- _TEXTE FOURNI_:

Très classiquement, Paris n’a cessé de mentir, en
affirmant d’abord que la France ne devait pas intervenir au Mali,
simplement soutenir des forces africaines ; puis qu’elle ne devait que
les « instruire » sur le terrain et agir dans le cadre de l’Union
européenne. Quand l’opération Serval a été déclenchée, elle ne devait
être qu’aérienne et n’avait pour objectif avoué que de bloquer l’avancée
supposée des troupes islamistes sur Bamako ; puis de les repousser
jusqu’à la frontière entre le Nord et le Sud du Mali ; avant que la
« reconquête » du Nord entier ne soit annoncée. Les forces françaises
devaient céder la place aux Africains… mais le récent vote du parlement
montre qu’elles sont bien là pour rester.
Au moment de déclencher l’opération Serval, la
manipulation grossière de l’information (Bamako allait tomber dans les
deux jours) a permis de faire taire les interrogations. L’affirmation
était particulièrement peu crédible : des mouvements touaregs et arabes,
peu nombreux et pas si bien armés que cela, auraient été à même
d’imposer en quelques jours leur propre théocratie au Sud Mali ! Elle
n’en a pas moins été acceptée comme véridique par bon nombre
d’organisations progressistes…
Puis un blackout radical a été imposé sur les
premières semaines de l’opération Serval, les chaînes de télévision en
étant réduites à passer en boucle des images de propagande fournies par
l’armée [...]
Tout récemment, Paris a interdit que des visas Schengen
soient accordés à des personnalités maliennes opposées à l’intervention
française, dont Aminata Traoré – une ancienne ministre de la Culture qui
a rappelé qu’elle défendait encore les idées qui lui avaient valu
d’être invitée à une université du PS… quand ce dernier était
l’opposition !

- _OBJECTIF 1_: Énumérez, dans leur ordre d'apparition, les objectifs successivement assignés à l'opération Serval selon le texte sur l'intervention française au Mali.
- _OBJECTIF 2_: Poursuivez le texte sur l'intervention française au Mali à la suite de sa dernière phrase.

- _ENREGISTREMENTS EXTRAITS_:
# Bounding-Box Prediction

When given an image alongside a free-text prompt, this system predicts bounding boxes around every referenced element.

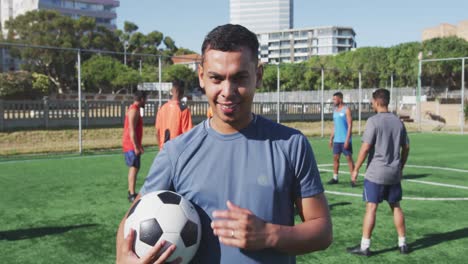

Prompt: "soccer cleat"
[327,178,338,184]
[127,192,138,203]
[347,245,371,257]
[399,245,409,255]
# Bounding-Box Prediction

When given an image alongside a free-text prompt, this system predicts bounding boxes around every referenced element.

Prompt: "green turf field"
[0,134,468,263]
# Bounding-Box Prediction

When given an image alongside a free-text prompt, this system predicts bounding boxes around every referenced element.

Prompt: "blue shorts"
[362,179,403,204]
[124,150,140,169]
[333,142,353,156]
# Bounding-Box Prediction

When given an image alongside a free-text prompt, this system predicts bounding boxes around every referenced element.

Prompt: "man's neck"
[209,113,253,134]
[377,106,388,113]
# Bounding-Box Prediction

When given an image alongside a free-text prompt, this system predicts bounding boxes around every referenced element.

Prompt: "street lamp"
[124,40,128,66]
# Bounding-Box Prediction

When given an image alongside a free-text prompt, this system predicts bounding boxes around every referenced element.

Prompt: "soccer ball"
[124,191,201,263]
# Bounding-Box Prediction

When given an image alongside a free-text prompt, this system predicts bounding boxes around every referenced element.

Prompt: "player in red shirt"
[122,91,147,202]
[155,80,193,149]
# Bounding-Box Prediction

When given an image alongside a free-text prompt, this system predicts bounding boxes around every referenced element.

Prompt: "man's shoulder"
[257,116,304,140]
[164,121,207,150]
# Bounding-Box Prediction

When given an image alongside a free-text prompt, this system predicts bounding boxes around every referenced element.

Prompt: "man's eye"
[210,76,221,82]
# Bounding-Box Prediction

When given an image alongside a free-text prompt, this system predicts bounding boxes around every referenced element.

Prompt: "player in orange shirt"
[155,80,193,149]
[206,106,213,118]
[122,91,147,202]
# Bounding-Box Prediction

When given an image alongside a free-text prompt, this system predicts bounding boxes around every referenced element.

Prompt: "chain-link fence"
[0,43,466,155]
[416,58,468,134]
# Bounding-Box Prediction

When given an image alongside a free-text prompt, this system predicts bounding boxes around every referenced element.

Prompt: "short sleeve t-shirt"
[362,113,409,185]
[140,116,324,264]
[155,100,192,148]
[333,106,352,143]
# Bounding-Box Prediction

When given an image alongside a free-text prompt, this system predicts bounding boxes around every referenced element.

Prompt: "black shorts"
[124,150,140,169]
[362,179,403,204]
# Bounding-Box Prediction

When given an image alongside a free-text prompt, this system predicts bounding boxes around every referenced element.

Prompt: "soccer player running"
[155,79,193,150]
[117,24,332,264]
[122,91,147,202]
[348,89,409,256]
[328,92,355,187]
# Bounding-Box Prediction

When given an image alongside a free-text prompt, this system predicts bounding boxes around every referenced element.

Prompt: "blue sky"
[117,0,468,52]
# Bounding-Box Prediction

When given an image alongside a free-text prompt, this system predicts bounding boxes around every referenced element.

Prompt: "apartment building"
[257,26,356,63]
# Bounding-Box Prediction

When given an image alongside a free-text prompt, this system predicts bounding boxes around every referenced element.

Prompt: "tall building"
[0,0,120,34]
[229,0,294,33]
[257,26,356,63]
[422,20,468,41]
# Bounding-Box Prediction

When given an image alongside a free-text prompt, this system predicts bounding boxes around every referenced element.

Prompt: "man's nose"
[221,80,237,98]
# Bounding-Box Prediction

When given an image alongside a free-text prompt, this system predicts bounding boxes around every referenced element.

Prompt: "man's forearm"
[354,146,369,171]
[273,217,333,255]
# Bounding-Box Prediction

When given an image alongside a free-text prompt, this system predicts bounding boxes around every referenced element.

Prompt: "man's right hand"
[116,230,182,264]
[351,170,359,184]
[135,146,145,156]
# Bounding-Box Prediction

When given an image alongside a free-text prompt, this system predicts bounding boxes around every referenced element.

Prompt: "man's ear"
[255,62,263,88]
[198,64,205,89]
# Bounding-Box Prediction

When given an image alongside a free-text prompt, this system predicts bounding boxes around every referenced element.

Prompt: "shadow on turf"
[372,227,468,255]
[0,224,97,240]
[403,173,431,180]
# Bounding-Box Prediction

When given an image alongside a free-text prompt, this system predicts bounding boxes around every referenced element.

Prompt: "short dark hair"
[133,90,148,101]
[372,88,390,106]
[201,24,259,64]
[172,79,185,98]
[333,92,343,99]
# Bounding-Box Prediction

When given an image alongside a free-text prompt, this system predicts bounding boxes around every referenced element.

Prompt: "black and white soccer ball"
[124,191,201,263]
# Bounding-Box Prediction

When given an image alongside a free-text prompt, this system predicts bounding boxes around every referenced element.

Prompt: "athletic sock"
[361,238,370,250]
[398,237,406,247]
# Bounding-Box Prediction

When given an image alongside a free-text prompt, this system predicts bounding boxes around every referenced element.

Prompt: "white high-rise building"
[229,0,294,34]
[257,26,356,63]
[0,0,120,35]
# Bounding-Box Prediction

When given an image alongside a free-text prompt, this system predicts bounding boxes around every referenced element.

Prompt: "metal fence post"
[460,58,465,135]
[0,99,5,131]
[42,97,49,128]
[83,100,89,128]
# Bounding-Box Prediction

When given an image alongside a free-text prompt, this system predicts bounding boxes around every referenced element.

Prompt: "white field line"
[317,163,468,173]
[319,169,468,190]
[0,150,155,165]
[325,191,468,201]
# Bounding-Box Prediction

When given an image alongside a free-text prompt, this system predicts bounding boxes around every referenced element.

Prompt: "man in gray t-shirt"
[116,24,333,264]
[348,89,409,256]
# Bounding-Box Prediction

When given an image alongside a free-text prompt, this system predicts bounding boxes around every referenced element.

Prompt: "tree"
[162,64,198,90]
[82,55,140,93]
[6,10,118,93]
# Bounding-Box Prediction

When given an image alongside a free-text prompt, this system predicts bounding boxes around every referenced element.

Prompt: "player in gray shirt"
[348,89,409,256]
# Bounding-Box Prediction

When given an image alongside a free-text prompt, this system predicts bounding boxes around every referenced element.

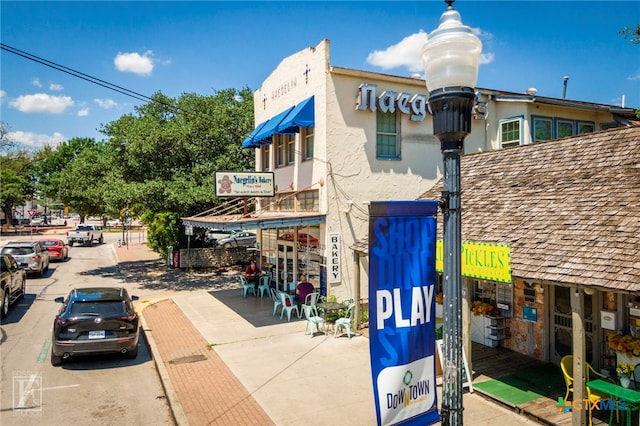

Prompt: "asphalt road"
[0,234,173,426]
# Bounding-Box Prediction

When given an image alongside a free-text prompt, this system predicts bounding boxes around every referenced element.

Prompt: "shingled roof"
[420,127,640,291]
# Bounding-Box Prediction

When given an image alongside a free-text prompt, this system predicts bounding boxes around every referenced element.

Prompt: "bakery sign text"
[356,83,427,121]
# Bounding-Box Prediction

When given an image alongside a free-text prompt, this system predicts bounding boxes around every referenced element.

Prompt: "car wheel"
[0,289,9,318]
[127,347,138,359]
[18,279,27,300]
[51,349,62,367]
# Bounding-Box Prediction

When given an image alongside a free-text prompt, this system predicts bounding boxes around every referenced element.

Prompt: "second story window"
[276,135,286,167]
[302,127,313,160]
[500,118,522,148]
[282,134,296,164]
[376,110,400,160]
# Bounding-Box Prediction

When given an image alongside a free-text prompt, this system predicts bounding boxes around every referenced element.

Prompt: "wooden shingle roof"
[420,127,640,291]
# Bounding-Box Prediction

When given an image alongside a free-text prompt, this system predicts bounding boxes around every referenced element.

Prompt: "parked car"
[0,254,27,318]
[38,238,69,262]
[218,231,257,248]
[51,287,140,365]
[2,241,49,277]
[278,232,320,247]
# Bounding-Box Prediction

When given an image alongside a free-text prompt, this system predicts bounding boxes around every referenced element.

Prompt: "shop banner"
[369,200,440,425]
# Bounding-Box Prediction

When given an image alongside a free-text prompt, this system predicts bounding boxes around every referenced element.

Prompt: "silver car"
[2,241,49,277]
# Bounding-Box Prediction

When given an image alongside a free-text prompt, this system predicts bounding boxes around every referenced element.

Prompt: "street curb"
[139,314,189,426]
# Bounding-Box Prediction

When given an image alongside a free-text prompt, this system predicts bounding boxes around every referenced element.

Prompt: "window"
[376,110,400,160]
[276,135,286,167]
[303,127,313,160]
[556,119,573,139]
[531,116,553,142]
[577,121,596,135]
[262,145,271,172]
[500,118,522,148]
[280,194,295,211]
[282,134,296,164]
[298,191,320,211]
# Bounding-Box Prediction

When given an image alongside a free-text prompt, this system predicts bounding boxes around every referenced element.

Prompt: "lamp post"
[422,0,482,425]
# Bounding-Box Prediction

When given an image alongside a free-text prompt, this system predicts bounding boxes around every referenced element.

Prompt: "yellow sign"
[436,240,511,283]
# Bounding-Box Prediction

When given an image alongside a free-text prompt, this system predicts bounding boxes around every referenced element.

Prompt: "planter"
[470,313,498,348]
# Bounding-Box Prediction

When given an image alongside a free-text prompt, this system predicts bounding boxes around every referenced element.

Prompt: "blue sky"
[0,0,640,148]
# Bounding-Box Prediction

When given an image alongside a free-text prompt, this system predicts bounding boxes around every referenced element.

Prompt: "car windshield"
[69,301,127,316]
[2,247,33,256]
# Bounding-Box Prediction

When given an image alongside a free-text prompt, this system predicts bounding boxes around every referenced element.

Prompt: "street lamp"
[422,0,482,425]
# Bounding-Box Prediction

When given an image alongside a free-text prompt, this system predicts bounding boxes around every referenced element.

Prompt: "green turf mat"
[473,364,565,405]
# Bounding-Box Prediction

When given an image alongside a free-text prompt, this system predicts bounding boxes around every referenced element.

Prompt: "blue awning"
[276,96,315,134]
[242,96,315,148]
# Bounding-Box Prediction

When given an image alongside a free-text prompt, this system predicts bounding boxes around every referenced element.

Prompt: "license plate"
[89,330,105,339]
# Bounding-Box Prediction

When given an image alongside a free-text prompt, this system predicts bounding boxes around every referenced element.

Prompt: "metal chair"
[280,291,300,321]
[269,288,282,316]
[301,305,327,337]
[258,275,269,298]
[240,275,256,297]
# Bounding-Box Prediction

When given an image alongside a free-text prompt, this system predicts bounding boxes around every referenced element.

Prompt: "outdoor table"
[587,379,640,426]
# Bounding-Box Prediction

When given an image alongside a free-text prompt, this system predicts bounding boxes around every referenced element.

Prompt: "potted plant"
[616,361,635,388]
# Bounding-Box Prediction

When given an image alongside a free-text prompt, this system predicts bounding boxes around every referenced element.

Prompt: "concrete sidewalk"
[114,244,537,426]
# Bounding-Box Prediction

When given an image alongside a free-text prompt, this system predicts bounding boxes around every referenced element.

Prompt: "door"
[549,286,599,368]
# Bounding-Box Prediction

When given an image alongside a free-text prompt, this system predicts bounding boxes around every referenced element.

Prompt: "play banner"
[369,200,440,425]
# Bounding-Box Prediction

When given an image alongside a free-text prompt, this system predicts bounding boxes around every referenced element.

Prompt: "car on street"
[0,254,27,318]
[218,231,257,248]
[38,238,69,262]
[51,287,140,365]
[278,232,320,247]
[1,241,49,277]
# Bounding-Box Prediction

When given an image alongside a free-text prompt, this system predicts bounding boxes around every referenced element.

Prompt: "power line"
[0,43,159,105]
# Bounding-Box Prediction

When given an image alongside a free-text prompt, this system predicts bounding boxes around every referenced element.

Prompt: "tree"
[101,88,254,251]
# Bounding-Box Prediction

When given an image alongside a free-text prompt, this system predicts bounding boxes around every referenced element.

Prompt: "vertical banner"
[369,200,440,425]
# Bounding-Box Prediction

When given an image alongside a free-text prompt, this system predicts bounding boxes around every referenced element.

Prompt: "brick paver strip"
[143,300,274,426]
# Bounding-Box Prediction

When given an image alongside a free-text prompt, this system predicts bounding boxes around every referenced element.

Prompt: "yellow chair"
[560,355,618,426]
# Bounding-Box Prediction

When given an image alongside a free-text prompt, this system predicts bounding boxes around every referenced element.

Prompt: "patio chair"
[333,303,356,339]
[301,305,327,337]
[280,291,300,321]
[302,292,320,307]
[269,288,282,316]
[240,275,256,297]
[560,355,618,426]
[258,275,269,299]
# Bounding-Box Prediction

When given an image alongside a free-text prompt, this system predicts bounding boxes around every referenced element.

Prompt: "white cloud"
[7,131,67,149]
[367,28,495,73]
[367,30,427,72]
[113,50,153,75]
[93,98,118,109]
[9,93,73,114]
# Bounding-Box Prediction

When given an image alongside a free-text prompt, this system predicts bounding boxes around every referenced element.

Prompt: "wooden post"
[570,287,589,426]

- _RÉPONSE À L'EXERCICE 1_:
- Bloquer l'avancée supposée des troupes islamistes sur Bamako.
- Repousser ces troupes jusqu'à la frontière entre le Nord et le Sud du Mali.
- Reconquérir le Nord entier.

- _RÉPONSE À L'EXERCICE 2_:
Dans le fond des objectifs poursuivis comme dans les méthodes utilisées, la Françafrique est toujours là6.
Nous sortons d’une période durant laquelle Paris a réduit son
dispositif militaire en Afrique : il y a aujourd’hui beaucoup moins de
bases qu’il y a vingt ans. Mais il est bien question maintenant d’un
nouveau redéploiement. L’intervention malienne en est l’illustration. Le
Livre blanc dernièrement remis à Hollande insiste sur
l’importance de l’Afrique ; or ce continent était négligé dans le
précédent. Le rapport récent du groupe « Sahel » au Sénat enfonce le
clou : « L’intervention au Mali a permis de prendre la pleine mesure
de l’intérêt des forces françaises prépositionnées et de l’erreur
d’appréciation qui consisterait à réduire notre dispositif en Afrique de
l’Ouest »7.
L’une des raisons qui expliquent la profondeur de la crise
économique de l’Union européenne, c’est son déclin international. Les
bourgeoisies européennes ont perdu beaucoup de « marchés », de zones
d’influence, et ne peuvent plus bénéficier comme auparavant des
surprofits liés à l’exploitation du « tiers-monde ». Elles se retournent
avec d’autant plus d’agressivité contre leurs propres salariats, mais
cherchent aussi comment stabiliser et reconquérir leur accès aux
surprofits postcoloniaux. La particularité de la bourgeoise française,
c’est qu’à cette fin elle peut utiliser son armée.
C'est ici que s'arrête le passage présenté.